- _EXERCISE DETAILS_
The first line of the data below and every line after it, through the one with "wildflower in the photo above.", must be transcribed without change.

• • •

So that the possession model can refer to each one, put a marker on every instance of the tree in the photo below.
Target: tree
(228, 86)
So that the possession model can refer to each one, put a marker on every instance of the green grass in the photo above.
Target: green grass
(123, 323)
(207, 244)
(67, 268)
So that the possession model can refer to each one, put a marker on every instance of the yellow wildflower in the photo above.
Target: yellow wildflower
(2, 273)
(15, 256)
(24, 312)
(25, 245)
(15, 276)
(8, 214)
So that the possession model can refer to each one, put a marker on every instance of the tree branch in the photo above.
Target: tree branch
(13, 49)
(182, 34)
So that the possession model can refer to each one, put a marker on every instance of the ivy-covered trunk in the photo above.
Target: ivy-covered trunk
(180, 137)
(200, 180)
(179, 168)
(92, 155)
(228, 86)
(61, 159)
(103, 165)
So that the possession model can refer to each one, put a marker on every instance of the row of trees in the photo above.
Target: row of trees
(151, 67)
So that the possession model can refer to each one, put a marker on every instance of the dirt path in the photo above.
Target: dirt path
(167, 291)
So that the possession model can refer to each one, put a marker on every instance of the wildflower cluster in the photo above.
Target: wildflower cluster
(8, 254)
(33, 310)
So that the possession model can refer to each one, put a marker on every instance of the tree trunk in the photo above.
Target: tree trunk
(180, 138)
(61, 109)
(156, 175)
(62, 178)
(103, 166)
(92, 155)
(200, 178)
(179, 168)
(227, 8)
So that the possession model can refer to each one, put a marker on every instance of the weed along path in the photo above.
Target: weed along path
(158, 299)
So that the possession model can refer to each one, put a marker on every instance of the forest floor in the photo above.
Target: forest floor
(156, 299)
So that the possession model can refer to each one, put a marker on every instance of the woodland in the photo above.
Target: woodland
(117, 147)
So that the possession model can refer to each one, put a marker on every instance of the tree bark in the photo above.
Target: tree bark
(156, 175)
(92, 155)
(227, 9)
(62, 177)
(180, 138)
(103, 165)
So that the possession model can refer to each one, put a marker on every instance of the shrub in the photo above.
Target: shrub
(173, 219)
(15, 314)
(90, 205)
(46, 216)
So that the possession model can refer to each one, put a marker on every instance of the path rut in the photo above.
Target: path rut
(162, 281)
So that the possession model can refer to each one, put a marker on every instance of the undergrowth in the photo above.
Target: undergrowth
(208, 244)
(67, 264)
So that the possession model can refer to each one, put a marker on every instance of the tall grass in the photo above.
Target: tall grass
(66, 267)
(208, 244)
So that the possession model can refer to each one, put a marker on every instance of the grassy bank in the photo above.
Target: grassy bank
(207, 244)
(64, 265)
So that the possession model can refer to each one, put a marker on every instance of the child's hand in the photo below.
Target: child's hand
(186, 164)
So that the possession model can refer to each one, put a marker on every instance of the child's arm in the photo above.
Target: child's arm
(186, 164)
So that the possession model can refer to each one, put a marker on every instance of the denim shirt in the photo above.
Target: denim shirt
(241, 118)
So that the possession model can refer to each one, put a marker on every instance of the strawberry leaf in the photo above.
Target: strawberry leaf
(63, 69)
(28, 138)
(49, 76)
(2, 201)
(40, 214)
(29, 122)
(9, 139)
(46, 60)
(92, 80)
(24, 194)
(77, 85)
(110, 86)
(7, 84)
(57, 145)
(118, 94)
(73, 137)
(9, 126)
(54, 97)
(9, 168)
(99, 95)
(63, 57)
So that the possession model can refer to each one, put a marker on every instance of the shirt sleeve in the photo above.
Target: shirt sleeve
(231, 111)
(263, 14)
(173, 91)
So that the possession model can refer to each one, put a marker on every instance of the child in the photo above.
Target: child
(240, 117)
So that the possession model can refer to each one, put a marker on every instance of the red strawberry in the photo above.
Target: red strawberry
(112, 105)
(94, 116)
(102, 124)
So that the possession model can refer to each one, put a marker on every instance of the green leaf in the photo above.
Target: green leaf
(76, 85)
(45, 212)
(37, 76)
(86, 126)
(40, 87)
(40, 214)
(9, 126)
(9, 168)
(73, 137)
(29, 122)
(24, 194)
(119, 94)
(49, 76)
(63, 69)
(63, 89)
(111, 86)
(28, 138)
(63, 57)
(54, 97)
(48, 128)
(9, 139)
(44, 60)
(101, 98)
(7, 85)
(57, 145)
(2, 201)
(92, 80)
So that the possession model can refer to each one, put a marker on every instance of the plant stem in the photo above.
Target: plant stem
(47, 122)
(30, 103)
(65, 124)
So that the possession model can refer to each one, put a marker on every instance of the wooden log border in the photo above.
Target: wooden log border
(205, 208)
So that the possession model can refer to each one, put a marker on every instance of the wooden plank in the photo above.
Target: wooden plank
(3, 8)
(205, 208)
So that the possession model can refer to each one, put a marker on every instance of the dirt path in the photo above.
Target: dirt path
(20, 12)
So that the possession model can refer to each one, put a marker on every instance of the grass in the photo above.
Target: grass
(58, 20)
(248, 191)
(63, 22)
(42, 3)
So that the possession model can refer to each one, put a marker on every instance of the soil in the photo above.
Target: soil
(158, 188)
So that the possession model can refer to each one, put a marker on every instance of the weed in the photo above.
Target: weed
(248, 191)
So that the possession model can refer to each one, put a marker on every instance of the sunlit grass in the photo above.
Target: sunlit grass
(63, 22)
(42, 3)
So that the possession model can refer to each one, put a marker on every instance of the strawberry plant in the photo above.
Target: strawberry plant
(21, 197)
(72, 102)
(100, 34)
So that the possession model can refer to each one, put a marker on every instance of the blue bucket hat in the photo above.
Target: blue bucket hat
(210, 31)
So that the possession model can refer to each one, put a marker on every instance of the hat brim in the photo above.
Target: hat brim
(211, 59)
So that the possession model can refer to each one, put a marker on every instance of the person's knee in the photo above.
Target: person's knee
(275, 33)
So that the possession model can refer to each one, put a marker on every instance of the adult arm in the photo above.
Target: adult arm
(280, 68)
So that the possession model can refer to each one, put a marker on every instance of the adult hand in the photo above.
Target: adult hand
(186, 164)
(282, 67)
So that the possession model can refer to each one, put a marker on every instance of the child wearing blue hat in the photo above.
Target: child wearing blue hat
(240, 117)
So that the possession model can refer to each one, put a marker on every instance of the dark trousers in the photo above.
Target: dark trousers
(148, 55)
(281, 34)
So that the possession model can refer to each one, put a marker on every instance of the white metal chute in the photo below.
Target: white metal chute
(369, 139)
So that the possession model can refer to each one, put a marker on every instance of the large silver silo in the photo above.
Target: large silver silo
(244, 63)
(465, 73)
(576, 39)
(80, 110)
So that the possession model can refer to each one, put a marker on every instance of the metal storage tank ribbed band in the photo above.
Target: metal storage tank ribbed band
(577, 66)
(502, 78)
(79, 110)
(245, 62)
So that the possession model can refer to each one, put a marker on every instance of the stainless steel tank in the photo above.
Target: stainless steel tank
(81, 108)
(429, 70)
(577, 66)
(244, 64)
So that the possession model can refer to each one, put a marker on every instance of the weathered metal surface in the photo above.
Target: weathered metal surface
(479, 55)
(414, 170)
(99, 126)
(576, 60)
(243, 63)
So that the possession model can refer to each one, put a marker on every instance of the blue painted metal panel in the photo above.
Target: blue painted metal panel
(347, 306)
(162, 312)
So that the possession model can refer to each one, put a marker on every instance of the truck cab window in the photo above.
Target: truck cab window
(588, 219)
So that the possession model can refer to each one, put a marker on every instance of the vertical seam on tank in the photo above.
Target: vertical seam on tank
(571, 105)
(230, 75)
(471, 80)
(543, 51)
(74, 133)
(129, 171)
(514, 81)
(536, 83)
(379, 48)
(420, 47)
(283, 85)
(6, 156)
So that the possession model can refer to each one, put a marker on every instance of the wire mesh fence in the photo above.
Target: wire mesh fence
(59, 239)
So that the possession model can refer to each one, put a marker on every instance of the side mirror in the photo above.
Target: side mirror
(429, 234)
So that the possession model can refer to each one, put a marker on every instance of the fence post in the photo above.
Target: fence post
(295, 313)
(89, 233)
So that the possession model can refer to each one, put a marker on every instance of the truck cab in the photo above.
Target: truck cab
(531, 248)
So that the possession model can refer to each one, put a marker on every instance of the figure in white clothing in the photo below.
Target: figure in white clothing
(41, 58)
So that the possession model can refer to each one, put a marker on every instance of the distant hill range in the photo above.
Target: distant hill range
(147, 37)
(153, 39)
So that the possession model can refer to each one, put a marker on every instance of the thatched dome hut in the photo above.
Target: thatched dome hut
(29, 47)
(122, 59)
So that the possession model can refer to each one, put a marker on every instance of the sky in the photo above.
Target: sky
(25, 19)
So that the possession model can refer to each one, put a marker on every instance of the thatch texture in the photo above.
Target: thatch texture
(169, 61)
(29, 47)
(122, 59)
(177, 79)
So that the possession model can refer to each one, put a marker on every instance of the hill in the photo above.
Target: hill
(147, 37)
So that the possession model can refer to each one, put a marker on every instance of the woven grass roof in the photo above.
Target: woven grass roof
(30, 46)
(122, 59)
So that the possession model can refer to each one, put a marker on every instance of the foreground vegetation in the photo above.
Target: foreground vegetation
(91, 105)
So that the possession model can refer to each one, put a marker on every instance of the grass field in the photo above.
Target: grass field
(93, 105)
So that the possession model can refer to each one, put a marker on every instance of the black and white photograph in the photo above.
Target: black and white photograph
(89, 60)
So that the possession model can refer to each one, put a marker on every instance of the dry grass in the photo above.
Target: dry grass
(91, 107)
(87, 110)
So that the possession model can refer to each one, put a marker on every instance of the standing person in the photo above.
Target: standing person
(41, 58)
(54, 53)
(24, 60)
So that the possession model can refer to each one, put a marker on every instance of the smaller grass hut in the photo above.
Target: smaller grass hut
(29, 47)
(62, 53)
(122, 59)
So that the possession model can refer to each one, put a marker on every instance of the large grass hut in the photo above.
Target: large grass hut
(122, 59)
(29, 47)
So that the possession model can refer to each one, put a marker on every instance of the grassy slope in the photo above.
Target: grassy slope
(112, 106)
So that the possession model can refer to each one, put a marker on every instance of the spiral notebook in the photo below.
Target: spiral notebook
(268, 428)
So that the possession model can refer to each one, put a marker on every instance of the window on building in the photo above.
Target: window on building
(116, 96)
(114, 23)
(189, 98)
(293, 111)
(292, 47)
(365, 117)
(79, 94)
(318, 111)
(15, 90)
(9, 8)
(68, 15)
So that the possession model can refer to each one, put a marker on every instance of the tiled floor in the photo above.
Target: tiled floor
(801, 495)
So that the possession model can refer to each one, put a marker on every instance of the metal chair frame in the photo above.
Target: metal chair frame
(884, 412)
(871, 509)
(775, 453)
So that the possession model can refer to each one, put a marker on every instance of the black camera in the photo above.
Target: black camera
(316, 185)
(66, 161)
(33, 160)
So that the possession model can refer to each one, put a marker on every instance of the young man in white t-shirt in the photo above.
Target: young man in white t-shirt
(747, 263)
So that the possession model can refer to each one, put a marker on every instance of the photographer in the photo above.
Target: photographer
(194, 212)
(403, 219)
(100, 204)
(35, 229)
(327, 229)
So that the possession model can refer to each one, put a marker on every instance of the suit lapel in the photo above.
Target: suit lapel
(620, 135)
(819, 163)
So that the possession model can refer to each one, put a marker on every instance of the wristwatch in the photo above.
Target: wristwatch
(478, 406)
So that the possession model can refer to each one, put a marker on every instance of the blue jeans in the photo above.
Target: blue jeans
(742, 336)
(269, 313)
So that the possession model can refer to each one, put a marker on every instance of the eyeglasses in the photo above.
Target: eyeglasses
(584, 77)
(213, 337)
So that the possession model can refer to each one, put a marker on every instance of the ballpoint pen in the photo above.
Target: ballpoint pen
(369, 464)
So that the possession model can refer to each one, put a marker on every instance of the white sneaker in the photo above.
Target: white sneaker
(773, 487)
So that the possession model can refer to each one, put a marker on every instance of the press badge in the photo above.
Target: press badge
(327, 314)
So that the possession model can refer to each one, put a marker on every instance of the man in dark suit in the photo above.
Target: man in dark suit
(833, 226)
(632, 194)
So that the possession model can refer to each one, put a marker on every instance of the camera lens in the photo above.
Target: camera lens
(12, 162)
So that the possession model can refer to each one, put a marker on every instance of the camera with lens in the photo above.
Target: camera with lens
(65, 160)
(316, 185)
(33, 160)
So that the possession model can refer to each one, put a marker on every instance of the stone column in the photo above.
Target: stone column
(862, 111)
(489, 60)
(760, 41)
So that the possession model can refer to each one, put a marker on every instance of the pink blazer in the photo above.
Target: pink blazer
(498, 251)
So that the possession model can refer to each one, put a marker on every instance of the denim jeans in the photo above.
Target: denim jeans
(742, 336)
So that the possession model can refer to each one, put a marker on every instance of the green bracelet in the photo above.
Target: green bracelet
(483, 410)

• • •

- _EXERCISE OUTPUT_
So that the possession model can refer to each one, put a marker on every instance of the tree in the photo below.
Target: tree
(228, 86)
So that the possession model can refer to each one, put a marker on every instance of the green grass in the photo above.
Target: green grass
(123, 323)
(207, 244)
(67, 268)
So that the possession model can refer to each one, put a marker on every instance of the yellow wildflower in the photo above.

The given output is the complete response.